Supplied data >>
----

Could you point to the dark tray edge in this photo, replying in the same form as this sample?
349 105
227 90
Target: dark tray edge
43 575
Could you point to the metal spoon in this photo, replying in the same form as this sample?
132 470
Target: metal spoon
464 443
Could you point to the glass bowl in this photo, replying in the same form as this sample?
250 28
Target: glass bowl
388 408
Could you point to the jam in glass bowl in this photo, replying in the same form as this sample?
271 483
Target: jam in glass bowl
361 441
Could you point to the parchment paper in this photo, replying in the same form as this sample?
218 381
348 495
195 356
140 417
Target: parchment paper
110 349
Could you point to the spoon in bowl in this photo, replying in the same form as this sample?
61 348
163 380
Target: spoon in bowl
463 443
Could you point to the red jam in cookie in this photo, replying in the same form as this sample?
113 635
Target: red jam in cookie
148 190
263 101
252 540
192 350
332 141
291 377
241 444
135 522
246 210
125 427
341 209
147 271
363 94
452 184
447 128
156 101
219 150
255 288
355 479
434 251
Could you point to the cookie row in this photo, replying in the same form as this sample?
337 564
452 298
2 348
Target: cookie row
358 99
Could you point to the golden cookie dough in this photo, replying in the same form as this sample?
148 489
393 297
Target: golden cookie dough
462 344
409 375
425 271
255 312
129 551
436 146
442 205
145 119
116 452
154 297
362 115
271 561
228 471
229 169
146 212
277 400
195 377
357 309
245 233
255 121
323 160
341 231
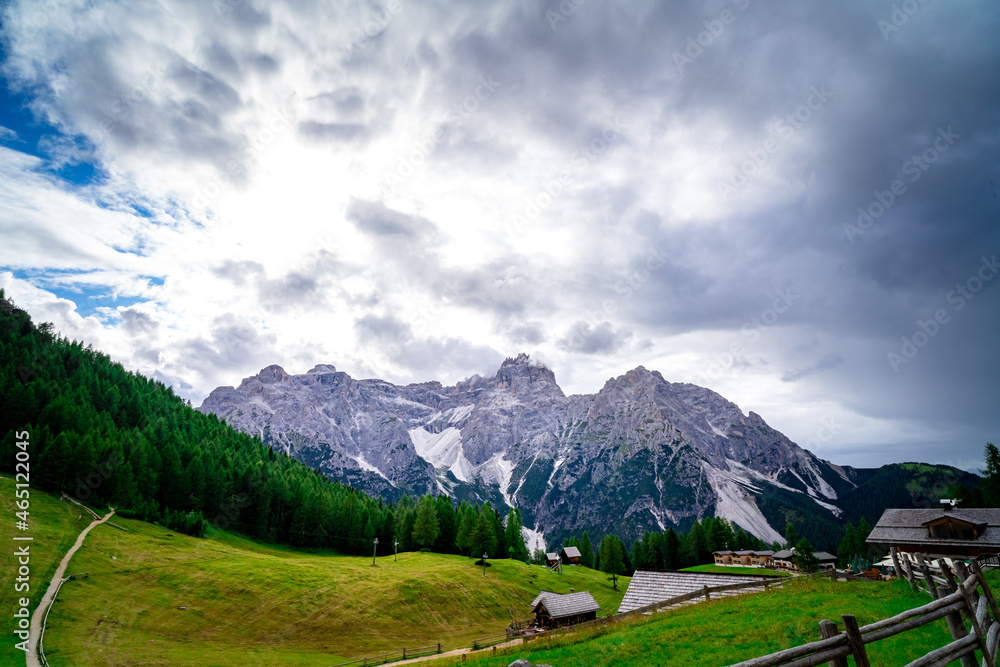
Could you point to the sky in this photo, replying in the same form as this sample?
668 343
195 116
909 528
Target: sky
795 205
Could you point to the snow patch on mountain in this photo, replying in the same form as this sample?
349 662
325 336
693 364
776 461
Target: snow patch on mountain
369 467
442 450
533 539
735 504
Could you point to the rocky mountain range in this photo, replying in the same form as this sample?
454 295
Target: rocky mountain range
642 453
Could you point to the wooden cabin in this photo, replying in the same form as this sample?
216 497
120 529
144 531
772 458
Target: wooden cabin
554 610
723 558
827 561
571 556
783 559
744 558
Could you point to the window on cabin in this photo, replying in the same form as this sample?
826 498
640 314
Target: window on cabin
949 530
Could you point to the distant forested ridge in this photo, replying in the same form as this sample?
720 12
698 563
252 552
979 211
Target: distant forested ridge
112 437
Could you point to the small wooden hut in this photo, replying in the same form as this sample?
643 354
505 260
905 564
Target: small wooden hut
571 556
555 610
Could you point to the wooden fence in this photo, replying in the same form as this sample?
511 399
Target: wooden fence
950 600
706 593
402 654
486 642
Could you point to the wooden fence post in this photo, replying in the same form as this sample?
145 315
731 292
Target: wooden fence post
963 574
972 602
908 564
898 571
828 630
955 625
855 641
986 590
926 571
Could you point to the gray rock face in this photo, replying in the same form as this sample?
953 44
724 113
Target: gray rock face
642 453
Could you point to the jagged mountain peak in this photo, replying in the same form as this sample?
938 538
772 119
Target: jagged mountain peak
642 453
523 375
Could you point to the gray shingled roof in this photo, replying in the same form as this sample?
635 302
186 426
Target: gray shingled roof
534 603
569 604
906 526
648 587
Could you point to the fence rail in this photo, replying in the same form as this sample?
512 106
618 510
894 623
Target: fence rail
486 642
981 609
393 656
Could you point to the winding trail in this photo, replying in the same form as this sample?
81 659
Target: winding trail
35 630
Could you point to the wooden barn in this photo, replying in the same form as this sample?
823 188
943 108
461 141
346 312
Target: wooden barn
571 556
555 610
724 557
957 532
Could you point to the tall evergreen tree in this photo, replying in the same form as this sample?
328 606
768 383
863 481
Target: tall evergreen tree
425 526
515 538
586 551
612 561
791 536
672 551
483 538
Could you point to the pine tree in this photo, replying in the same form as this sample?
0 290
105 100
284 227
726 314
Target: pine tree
515 538
991 476
672 551
805 557
425 527
482 539
586 551
465 527
612 562
791 537
447 522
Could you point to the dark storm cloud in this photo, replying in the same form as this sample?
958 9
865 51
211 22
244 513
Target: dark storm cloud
601 338
796 115
826 363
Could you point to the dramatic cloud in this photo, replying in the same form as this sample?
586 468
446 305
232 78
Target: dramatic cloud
794 205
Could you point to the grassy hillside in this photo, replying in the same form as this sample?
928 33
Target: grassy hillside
734 629
54 526
251 604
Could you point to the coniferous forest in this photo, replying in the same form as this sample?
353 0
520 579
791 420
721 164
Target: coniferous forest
110 437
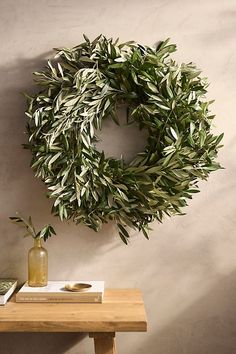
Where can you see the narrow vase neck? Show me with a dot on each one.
(37, 242)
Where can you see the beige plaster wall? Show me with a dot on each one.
(187, 271)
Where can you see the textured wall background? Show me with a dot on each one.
(187, 271)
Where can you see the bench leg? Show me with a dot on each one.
(104, 343)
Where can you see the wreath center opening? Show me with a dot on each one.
(121, 141)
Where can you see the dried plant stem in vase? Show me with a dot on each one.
(37, 255)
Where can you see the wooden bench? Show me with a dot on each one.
(122, 310)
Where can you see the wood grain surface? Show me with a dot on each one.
(121, 311)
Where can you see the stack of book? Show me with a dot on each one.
(7, 287)
(63, 291)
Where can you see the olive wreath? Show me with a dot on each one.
(83, 86)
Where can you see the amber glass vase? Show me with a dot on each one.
(37, 264)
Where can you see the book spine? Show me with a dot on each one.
(58, 299)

----

Requirement >>
Return all the records exactly, excluding images.

Your response >>
Could you point to the dark tray edge in this photo, replying in the same form as this sample?
349 105
227 90
Target: dark tray edge
43 575
Could you point to the metal spoon in this photo, replying in the same form as this sample?
132 470
Target: metal spoon
464 443
Could you point to the glass bowl in this photo, replying in the same form as this sample?
250 28
Target: glass bowl
388 408
Could you point to the jam in glass bowl in this photo, replying in the same form as this sample?
271 483
Target: jam in glass bowl
361 441
Could you point to the parchment paper in this photo, replying in the same form as this sample?
218 381
348 495
195 356
140 417
Target: parchment paper
110 349
Could you point to the spoon in bowl in this photo, replying in the same form as this sample?
61 348
163 380
Target: spoon in bowl
463 443
Could you point to the red jam in cookie in this photo, replying in the same form as this sample?
113 635
Target: red jam in cookie
148 190
263 101
252 540
192 350
332 141
291 377
241 444
135 522
246 210
125 427
341 209
147 271
363 94
452 184
447 128
156 101
219 150
255 288
355 479
434 251
Could you point to the cookie row in this photo, replying in the same form as this sample?
337 564
452 298
2 348
Target: cookie row
358 99
Could you point to the golden cookie dough in this photo, replying in the same form as this sample?
148 489
393 297
Target: golden cookie dough
462 344
409 375
425 271
255 312
129 551
436 146
442 205
145 119
116 452
154 297
362 115
271 561
228 471
229 169
146 212
277 400
195 377
357 309
245 233
255 121
323 160
341 231
Could you point to the sky in this photo, replying in the same form as this sample?
668 343
195 116
909 528
Target: sky
795 205
Could you point to the snow patch on mountain in this photo, replying in the same form as this sample?
349 662
325 336
693 364
776 461
Target: snow patch on mountain
369 467
442 450
533 539
735 504
Could you point to the rocky mountain range in this photo, replying in the same form as this sample?
454 295
Target: rocky mountain range
642 453
Could you point to the wooden cabin in this photo, replying in the same form as this sample?
216 497
120 529
144 531
772 458
Target: wooden cabin
554 610
723 558
827 561
571 556
783 559
744 558
Could you point to the window on cabin in this photo, replying in the same form as this sample?
826 498
640 314
Target: window on cabin
949 530
Could you point to the distant forested ridge in this photo, replying in the same form as this sample?
720 12
698 563
252 552
979 211
Target: distant forested ridge
112 437
Could you point to the small wooden hut in this photo, replying in the same form as this sample?
643 354
505 260
905 564
Target: small wooden hut
571 556
555 610
Could you point to the wooden fence in this photo, replying in the same form as this sample?
511 399
Target: wooden fence
950 600
706 593
402 654
486 642
Could you point to the wooden fence post in this photo, replying in the same form as this sample?
145 315
731 292
Target: wooden fence post
963 574
972 602
908 564
898 571
828 630
955 625
855 641
986 590
926 571
Could you point to the gray rock face in this photo, replying in the same form as this sample?
953 44
724 113
Target: gray rock face
642 453
Could you point to the jagged mountain peak in this photo, replying in the same form as this sample?
938 538
772 119
Target: jagged mountain peak
642 453
523 375
Could you point to the gray shingled roof in this photo, replying in the same form as this sample?
635 302
186 426
Target: gray shingled roof
534 603
569 604
906 526
648 587
Could you point to the fence rail in this photo, replying in the same form as this sample?
512 106
618 510
894 623
Target: fence rail
486 642
981 609
393 656
Could you point to the winding trail in this photo, replying in the same form as this sample?
81 659
Target: winding trail
35 630
Could you point to the wooden barn in this photo, replying in the same form as this sample?
823 188
943 108
461 141
346 312
Target: wooden barn
571 556
555 610
724 557
957 532
Could you point to the tall evergreen tree in this photo, replying in the same form as this sample?
328 606
768 383
863 481
Target: tall evergreen tree
425 526
515 538
586 551
612 561
791 536
672 551
483 538
Could you point to the pine tree in this photo, replying in the same form as this sample?
0 290
105 100
284 227
726 314
Target: pine tree
515 538
991 476
672 551
805 557
425 527
482 539
586 551
465 527
612 562
791 537
447 522
Could you point to the dark storm cloud in this photo, replying in the same form as this sample?
958 9
865 51
211 22
244 513
Target: dark storm cloud
601 338
796 115
826 363
Could you point to the dramatic cloud in this photo, replying in the same form as this sample?
586 468
446 305
232 78
Target: dramatic cloud
794 205
Could you point to the grassy hillside in this photo, replying in the same form as this sample?
928 33
Target: grassy hillside
734 629
54 526
251 604
Could you point to the coniferous forest in this photo, replying in the same form as this sample?
353 0
520 579
791 420
721 164
Target: coniferous forest
110 437
Where can you see the narrow vase neck? Show me with a dot on each one.
(37, 242)
Where can you see the beige plaster wall? Show me with a dot on each one.
(187, 271)
Where can you see the textured wall background? Show me with a dot on each one.
(187, 271)
Where can you see the bench leg? Show me with a dot on each one.
(104, 343)
Where can you see the wreath center opening? Show me with a dot on each one.
(121, 141)
Where can you see the dried plant stem in vase? Show me with a dot on each one.
(37, 255)
Where can you see the wooden bench? Show me with a dot on each one.
(122, 310)
Where can you see the wood grain surface? Show me with a dot on each one.
(121, 311)
Where can you see the stack of book? Show me with a dot on each one.
(7, 287)
(63, 291)
Where can you see the olive wreath? Show me with a dot on each one.
(83, 86)
Where can you see the amber glass vase? Show me with a dot on each one.
(37, 264)
Where can you see the book spine? Show me with a dot on each one.
(58, 299)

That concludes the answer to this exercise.